[Dataset items]
# # # # #
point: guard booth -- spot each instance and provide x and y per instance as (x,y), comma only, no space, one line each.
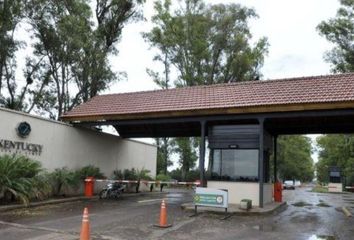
(335,179)
(234,162)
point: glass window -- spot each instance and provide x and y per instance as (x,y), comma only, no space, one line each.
(235,164)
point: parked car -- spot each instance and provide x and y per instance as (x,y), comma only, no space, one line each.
(289,184)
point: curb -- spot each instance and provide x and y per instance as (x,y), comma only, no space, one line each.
(65,200)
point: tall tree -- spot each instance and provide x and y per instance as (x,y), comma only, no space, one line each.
(11,15)
(340,32)
(203,44)
(294,158)
(207,44)
(335,150)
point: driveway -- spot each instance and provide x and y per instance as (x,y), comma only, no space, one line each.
(132,217)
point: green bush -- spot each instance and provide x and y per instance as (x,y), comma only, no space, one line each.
(63,178)
(132,174)
(118,174)
(192,175)
(89,171)
(21,179)
(176,174)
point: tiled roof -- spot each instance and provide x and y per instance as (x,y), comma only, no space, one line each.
(304,90)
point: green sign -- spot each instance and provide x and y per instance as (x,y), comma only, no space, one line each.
(209,199)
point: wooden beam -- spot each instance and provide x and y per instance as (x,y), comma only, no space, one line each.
(208,112)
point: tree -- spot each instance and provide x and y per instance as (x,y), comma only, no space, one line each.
(336,150)
(294,158)
(11,15)
(203,44)
(206,44)
(340,32)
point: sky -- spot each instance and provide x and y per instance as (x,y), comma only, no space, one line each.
(296,48)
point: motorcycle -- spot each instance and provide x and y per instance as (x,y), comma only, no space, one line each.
(113,190)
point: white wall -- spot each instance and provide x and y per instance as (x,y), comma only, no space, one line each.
(243,190)
(73,147)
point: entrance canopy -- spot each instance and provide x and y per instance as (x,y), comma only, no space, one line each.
(321,104)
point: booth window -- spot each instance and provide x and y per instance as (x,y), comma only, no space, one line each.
(235,165)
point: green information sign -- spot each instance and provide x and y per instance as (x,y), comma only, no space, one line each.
(210,197)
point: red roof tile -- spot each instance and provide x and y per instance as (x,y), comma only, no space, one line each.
(319,89)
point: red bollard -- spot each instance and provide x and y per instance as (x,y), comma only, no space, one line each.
(89,185)
(278,192)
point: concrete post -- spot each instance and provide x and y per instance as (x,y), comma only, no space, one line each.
(275,142)
(202,154)
(260,161)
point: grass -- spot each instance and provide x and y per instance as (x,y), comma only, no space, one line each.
(319,189)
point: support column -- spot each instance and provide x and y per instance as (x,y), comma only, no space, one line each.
(261,161)
(202,153)
(275,142)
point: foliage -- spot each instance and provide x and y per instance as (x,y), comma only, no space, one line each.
(21,178)
(89,171)
(206,44)
(131,174)
(164,150)
(11,15)
(294,158)
(71,48)
(163,177)
(336,150)
(176,174)
(201,44)
(63,178)
(340,32)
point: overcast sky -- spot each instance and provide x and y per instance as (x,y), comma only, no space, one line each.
(296,49)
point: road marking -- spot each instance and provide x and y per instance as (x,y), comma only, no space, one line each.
(150,200)
(31,227)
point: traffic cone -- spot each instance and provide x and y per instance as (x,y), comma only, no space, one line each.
(85,228)
(163,216)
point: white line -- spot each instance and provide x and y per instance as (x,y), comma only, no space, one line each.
(150,200)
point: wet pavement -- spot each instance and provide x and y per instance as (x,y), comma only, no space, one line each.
(309,216)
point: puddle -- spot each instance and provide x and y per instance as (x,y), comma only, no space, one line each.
(321,237)
(264,227)
(301,204)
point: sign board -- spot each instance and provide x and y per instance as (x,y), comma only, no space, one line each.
(211,197)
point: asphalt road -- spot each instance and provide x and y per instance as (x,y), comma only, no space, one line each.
(132,217)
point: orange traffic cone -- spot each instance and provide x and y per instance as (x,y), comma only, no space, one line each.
(85,228)
(163,216)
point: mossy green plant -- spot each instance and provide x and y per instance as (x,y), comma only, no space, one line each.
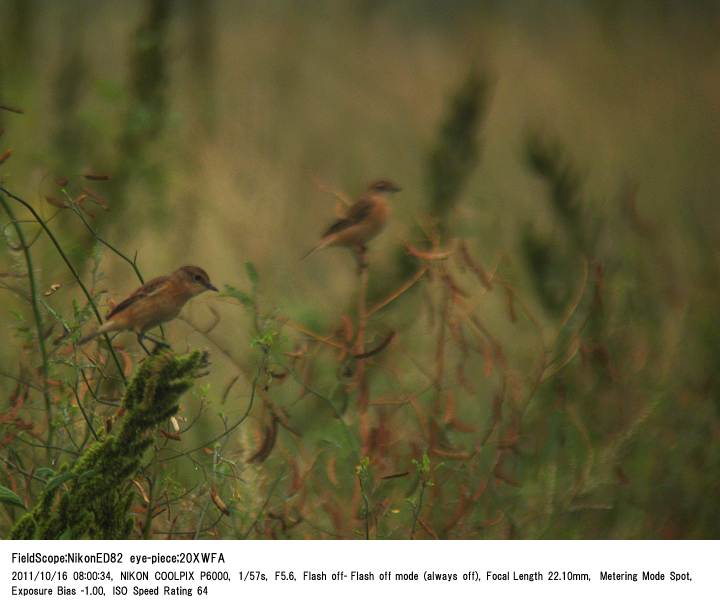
(91,498)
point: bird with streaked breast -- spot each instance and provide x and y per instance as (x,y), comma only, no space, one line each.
(155,302)
(362,221)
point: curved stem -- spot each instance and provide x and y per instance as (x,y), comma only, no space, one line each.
(38,323)
(74,272)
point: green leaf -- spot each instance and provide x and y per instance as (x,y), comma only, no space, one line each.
(252,272)
(7,496)
(45,472)
(232,292)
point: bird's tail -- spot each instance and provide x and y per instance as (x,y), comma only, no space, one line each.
(323,243)
(108,326)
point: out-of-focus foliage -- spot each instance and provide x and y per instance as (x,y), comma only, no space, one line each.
(542,365)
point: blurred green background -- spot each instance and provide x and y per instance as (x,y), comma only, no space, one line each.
(573,149)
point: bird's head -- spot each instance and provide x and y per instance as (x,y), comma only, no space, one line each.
(383,187)
(194,279)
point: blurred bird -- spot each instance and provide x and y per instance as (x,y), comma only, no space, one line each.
(363,220)
(157,301)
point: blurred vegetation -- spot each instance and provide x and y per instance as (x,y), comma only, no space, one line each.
(533,352)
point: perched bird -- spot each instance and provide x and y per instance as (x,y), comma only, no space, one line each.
(157,301)
(363,220)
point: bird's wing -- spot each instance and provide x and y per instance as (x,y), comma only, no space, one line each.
(146,289)
(357,213)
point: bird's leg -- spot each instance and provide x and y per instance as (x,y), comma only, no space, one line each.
(142,344)
(361,258)
(159,342)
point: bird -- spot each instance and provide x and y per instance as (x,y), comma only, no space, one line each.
(156,301)
(362,221)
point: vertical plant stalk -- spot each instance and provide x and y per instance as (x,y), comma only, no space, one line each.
(362,318)
(418,508)
(38,324)
(74,272)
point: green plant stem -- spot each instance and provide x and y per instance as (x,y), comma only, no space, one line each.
(74,272)
(416,514)
(38,324)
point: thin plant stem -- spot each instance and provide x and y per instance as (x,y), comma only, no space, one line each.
(74,272)
(38,324)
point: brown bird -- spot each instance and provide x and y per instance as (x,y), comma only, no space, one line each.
(157,301)
(363,220)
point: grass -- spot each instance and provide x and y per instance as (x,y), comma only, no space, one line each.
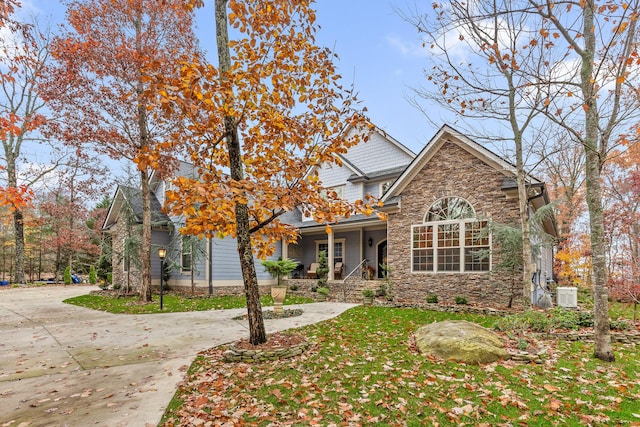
(172,303)
(362,370)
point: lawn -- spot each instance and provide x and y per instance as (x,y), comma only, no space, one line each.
(172,303)
(363,370)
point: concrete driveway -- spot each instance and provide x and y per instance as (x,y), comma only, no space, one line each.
(62,365)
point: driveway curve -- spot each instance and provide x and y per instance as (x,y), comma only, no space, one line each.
(62,365)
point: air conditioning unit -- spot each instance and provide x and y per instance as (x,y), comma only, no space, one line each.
(567,297)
# # # # #
Transcribe every entry word for word, but omit the pictures.

point: guard booth -- spot each instance and provide x and y per instance as (x,y), comma only, no space, one line each.
(335,179)
(234,162)
point: glass window -- spot each instance and provide x and y per instance as (x,y), comma only, no space, one line each.
(235,164)
point: parked car -- spot each instance and provide x and y per instance as (x,y), comma only, no space, one line each.
(289,184)
point: curb -- spot each instance and provide x and y per instance as (x,y), comma only, no space, one line each.
(65,200)
point: tall tree -- spot each instance and provide x and y per instance as (x,y), comma only, no space, one line each.
(11,15)
(340,32)
(203,44)
(294,158)
(207,44)
(335,150)
point: driveway -- spot each instance and provide x and y per instance as (x,y), comma only, no space, one line each.
(132,217)
point: green bush -- spot each instance and provide x and y per instance as (x,y), comma only, no space, one line each.
(63,178)
(132,174)
(118,174)
(192,175)
(89,171)
(21,179)
(176,174)
point: tiled roof -- spot each instance and provide x and y per instance as (x,y), comma only, no space, one line each.
(304,90)
point: green sign -- spot each instance and provide x and y per instance as (x,y), comma only, no space, one line each.
(209,199)
point: wooden beam -- spot each instance and provide x and y per instance as (x,y), comma only, no space, one line each.
(208,112)
point: tree -- spot each instance and provide x and y per instance as (x,y), comma only, no space, one line each.
(336,150)
(294,158)
(11,15)
(203,44)
(206,44)
(340,32)
point: sky -- spot each instance and provide x and y per instance as (x,y), comma only, no space, one line each.
(296,48)
point: motorcycle -- spot each instance and provide x and y per instance as (x,y), comma only, no space, one line each.
(113,190)
point: white wall -- spot each instance and provide x and y per instance as (x,y), comma only, no space, one line each.
(243,190)
(73,147)
point: entrance canopy -- spot each instance and provide x and y per instance as (x,y), comma only, no space, one line each.
(321,104)
point: booth window -- spot each instance and provide x and y per instance as (x,y), comma only, no space, one line each.
(235,165)
point: green information sign -- spot each instance and provide x and y per instance as (x,y), comma only, no space, one line each.
(210,197)
point: red roof tile -- spot each instance and provide x and y per instance as (x,y), comma only, no space, one line each.
(319,89)
point: red bollard -- spot each instance and provide x and y per instance as (x,y), comma only, no space, one line each.
(89,185)
(278,192)
point: concrete post -- spot each instance and provide x and y per instance as (x,y), comma only, no space, one line each.
(275,142)
(202,154)
(260,161)
point: grass -- spot each instance and provide x and y per instance as (x,y), comma only, no space, one line each.
(319,189)
point: support column -- spot each instance and provide x and y per instance as (x,y), comma only, no space, one line each.
(261,161)
(202,153)
(275,142)
point: foliage -- spot each instance and provide x and y per instance as (x,y), comma only, no space, one line each.
(21,178)
(89,171)
(206,44)
(131,174)
(164,150)
(11,15)
(294,158)
(71,48)
(163,177)
(336,150)
(176,174)
(201,44)
(63,178)
(340,32)
point: overcast sky -- spot each instance and provide x and y per instance as (x,y), comma only, no space, one line each.
(296,49)
point: road marking -- spot each instance and provide x and y per instance as (x,y), comma only, no space, one line each.
(150,200)
(31,227)
point: traffic cone -- spot each instance and provide x and y per instance as (x,y), comma only, no space, one line each.
(85,228)
(163,216)
point: white line -- spot each instance and provide x and y per instance as (x,y), comma only, no space, one line each.
(150,200)
point: wet pavement -- spot each instance and provide x and y per instance as (x,y), comma only, no space, one line each.
(309,216)
point: puddle -- spot each instance and provide x and y per instance as (x,y), comma only, no space, one line each.
(321,237)
(264,227)
(301,204)
point: sign board -- spot each instance and provide x and y per instance as (x,y), comma only, no space, one line each.
(211,197)
point: asphalt road -- spot each instance and provide x and y per instance as (x,y), comma only, no space, one line each.
(132,217)
point: orange traffic cone -- spot each instance and provide x and y per instance as (x,y), comma only, no space, one line each.
(85,228)
(163,216)
point: mossy green plant -- spot each instance and provide x and y per instance as (x,y), comma only, no space, one line each.
(91,498)
point: bird with streaked breast -- spot each instance and provide x and y per instance as (x,y), comma only, no space, one line each.
(155,302)
(362,221)
point: curved stem -- spot each instance and provide x and y per instance as (x,y), comma only, no space, one line each.
(38,323)
(74,272)
point: green leaf -- spot each instance and provide x and y per instance as (x,y), comma only, no space, one line each.
(252,272)
(7,496)
(45,472)
(232,292)
point: bird's tail -- spot each instance and provide x and y per instance as (x,y), comma only, no space, one line each.
(323,243)
(108,326)
point: out-of-focus foliage -- spot each instance and provide x and y per instance as (x,y), comma only, no space, one line each.
(542,365)
point: blurred green background -- spot each instance and provide x and y per instance as (x,y), comma only, no space, one line each.
(573,149)
point: bird's head -- spot each instance and provide x and y per instance as (x,y), comma only, no space, one line each.
(383,187)
(194,279)
point: blurred bird -- spot each instance and provide x and y per instance as (x,y), comma only, no space, one line each.
(363,220)
(157,301)
point: blurred vegetation -- spot each instance and provide x and y per instance as (x,y), comma only, no space, one line each.
(533,352)
point: perched bird -- spot each instance and provide x and y per instance as (x,y), comma only, no space, one line each.
(157,301)
(363,220)
point: bird's wing -- spot each instance and provide x and y per instance as (x,y), comma only, no space, one line each.
(146,289)
(357,213)
point: bird's leg -- spot each instance and provide x and y per instance as (x,y), comma only, no space, one line each.
(142,344)
(361,258)
(159,342)
point: bird -- spot each instance and provide x and y per instance as (x,y), comma only, no space, one line each.
(156,301)
(362,221)
point: vertical plant stalk -- spot each instance and provide x and y per instance as (x,y), comma only, no space, one line each.
(362,318)
(418,508)
(38,324)
(74,272)
point: green plant stem -- spot each instance and provide x and y per instance as (x,y), comma only, no space, one line each.
(74,272)
(416,514)
(38,324)
point: thin plant stem -- spot each instance and provide x and y per instance as (x,y), comma only, no space, one line each.
(74,272)
(38,324)
point: brown bird -- spot each instance and provide x and y per instance as (x,y), comma only, no space, one line each.
(157,301)
(363,220)
point: grass -- spot each instance and provide x and y per instance as (x,y), comma only, no space, one line each.
(172,303)
(362,370)
point: lawn -- spot each instance and provide x and y per instance as (x,y), comma only, no space, one line each.
(172,303)
(363,370)
point: concrete driveway -- spot each instance and provide x and y per instance as (x,y), comma only, no space, one line each.
(62,365)
point: driveway curve -- spot each instance and provide x and y per instance as (x,y), comma only, no space, one line each.
(62,365)
point: air conditioning unit -- spot each instance and provide x and y per instance as (x,y), comma only, no space, one line each.
(567,297)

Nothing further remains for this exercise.